◆ Exercise aim:
Can you return every line of the records below verbatim, leaving out the pictures?

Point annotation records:
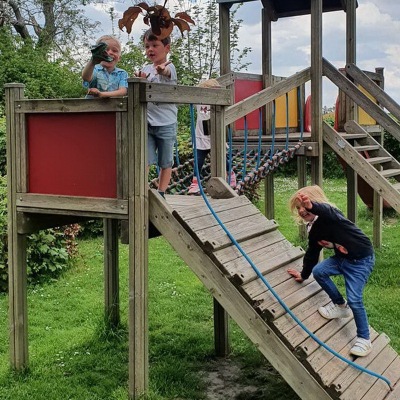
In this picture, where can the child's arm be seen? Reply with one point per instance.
(87, 72)
(296, 275)
(163, 69)
(115, 93)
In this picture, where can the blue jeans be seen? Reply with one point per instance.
(355, 274)
(161, 142)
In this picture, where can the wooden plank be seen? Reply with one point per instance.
(361, 99)
(257, 286)
(67, 204)
(283, 253)
(363, 168)
(165, 93)
(230, 298)
(335, 328)
(308, 307)
(365, 381)
(379, 94)
(208, 220)
(243, 107)
(29, 223)
(380, 389)
(215, 237)
(275, 310)
(231, 253)
(395, 394)
(114, 104)
(345, 379)
(297, 335)
(333, 367)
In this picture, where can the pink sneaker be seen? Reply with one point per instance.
(194, 187)
(232, 182)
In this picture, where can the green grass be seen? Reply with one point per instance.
(73, 357)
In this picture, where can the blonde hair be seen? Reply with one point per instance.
(107, 38)
(210, 83)
(314, 193)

◆ Reply to the task:
In this picture, where can the child's arm be seen? Reply with one point per instance.
(87, 72)
(296, 275)
(163, 69)
(115, 93)
In this picture, where can the blue jeans be seen? Reply with one point per instance.
(355, 274)
(161, 142)
In this picture, where can the wooden plank be seen? Reply with one point per instance.
(361, 99)
(257, 286)
(67, 204)
(283, 253)
(363, 168)
(165, 93)
(230, 298)
(335, 328)
(308, 307)
(365, 381)
(379, 94)
(208, 220)
(243, 107)
(29, 223)
(380, 389)
(215, 237)
(275, 310)
(231, 253)
(395, 394)
(114, 104)
(345, 379)
(297, 335)
(333, 367)
In this picture, where can the pink sneaker be seen? Reply with one point per instance.
(194, 187)
(232, 182)
In this picture, where can the green grass be seen? Reply with one point per instance.
(73, 357)
In this picture, where can the blonde hair be seen? Reply with one point per instance.
(107, 38)
(210, 83)
(314, 193)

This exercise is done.